# [TEXTO DE REFERÊNCIA]
Em 15 de abril de 2005, o presidente Lula assinou a homologação em área contínua da reserva indígena Raposa Serra do Sol, em Roraima. Este ano, a Polícia Federal, em cumprimento da lei, mobilizou-se para retirar da reserva seis arrozeiros. Os invasores da área, convencidos de que "índio atrapalha o progresso", reagiram com violência, inclusive bombas. Criaram o fato político capaz de induzir o STF a suspender a medida legal e reiniciar o atribulado percurso já transitado pelos três poderes da República.
Roraima abriga pouco mais de 400 mil habitantes num território de 224.298 km² (pouco menor que o Equador). Raposa Serra do Sol é uma área de 1,67 milhão de hectares, situada no nordeste do estado, nas fronteiras com a Venezuela e a Guiana. A área foi demarcada pelo Ministério da Justiça, através da Portaria 820/98, em 1998, durante o governo FHC.

# [REGISTROS DE DADOS]
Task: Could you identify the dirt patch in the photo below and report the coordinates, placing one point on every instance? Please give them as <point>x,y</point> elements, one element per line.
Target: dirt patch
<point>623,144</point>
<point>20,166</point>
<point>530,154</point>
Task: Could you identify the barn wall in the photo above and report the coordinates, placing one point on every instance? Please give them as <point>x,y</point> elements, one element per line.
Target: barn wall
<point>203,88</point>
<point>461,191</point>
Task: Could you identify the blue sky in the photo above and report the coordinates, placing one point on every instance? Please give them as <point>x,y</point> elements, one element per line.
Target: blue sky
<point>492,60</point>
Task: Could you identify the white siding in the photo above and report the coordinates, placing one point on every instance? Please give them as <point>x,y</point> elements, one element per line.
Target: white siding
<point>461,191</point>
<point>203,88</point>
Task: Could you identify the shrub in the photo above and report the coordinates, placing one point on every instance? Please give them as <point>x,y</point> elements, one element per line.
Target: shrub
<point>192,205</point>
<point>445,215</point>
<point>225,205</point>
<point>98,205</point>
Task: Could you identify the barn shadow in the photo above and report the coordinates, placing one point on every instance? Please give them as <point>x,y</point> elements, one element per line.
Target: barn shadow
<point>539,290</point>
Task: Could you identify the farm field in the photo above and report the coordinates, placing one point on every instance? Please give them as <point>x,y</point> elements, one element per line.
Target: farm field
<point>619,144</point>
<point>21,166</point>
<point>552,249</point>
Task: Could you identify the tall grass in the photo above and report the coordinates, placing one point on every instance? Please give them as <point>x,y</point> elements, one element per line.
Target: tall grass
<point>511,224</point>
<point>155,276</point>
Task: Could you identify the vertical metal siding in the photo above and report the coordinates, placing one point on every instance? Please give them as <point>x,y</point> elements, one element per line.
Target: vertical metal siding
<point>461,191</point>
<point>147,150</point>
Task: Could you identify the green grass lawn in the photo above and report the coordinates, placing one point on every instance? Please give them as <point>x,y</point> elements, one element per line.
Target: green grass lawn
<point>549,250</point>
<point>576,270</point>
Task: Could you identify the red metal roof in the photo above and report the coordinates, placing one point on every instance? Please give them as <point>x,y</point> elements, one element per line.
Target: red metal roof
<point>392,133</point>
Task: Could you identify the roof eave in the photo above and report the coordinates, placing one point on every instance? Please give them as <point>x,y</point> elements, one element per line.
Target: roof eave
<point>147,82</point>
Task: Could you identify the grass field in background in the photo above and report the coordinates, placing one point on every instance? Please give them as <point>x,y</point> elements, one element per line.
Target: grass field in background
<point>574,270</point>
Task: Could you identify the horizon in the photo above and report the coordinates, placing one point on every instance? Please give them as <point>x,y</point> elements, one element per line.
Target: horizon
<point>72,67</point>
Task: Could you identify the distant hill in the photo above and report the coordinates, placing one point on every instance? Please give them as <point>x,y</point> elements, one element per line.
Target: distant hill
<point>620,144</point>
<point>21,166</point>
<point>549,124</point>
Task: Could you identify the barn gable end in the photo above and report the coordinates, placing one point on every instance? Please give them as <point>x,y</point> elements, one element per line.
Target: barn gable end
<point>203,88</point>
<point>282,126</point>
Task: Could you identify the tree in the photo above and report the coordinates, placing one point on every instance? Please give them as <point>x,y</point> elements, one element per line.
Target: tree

# [O QUE SE PEDE]
1. Pode reproduzir fielmente as linhas dos registros que vão da linha com "Task: Could you identify the tree" até o fim dos registros, incluindo as duas pontas?
2. Você pode retomar o texto sobre a reserva Raposa Serra do Sol, continuando-o a partir da última frase apresentada?

# [RESPOSTAS ESPERADAS]
1.
Task: Could you identify the tree in the photo above and report the coordinates, placing one point on every instance? Please give them as <point>x,y</point> elements, one element per line.
Target: tree

2.
Da área de Roraima, 46,35% são reservadas aos indígenas. Ali eles somam 46.106, distribuídos em 152 aldeias dos povos Yanomami (15 mil), Macuxi, Wapixana, Wai-Wai, Ingaricó, Taurepang, Waimiri-Atroari e Patamona.
Políticos e arrozeiros queriam a demarcação em área descontínua, "ilhas" onde pudessem permanecer com suas terras (invadidas) e propriedades (ilegais). Três municípios foram criados dentro da reserva indígena: Normandia, Uiramutã e parte de Pacaraima.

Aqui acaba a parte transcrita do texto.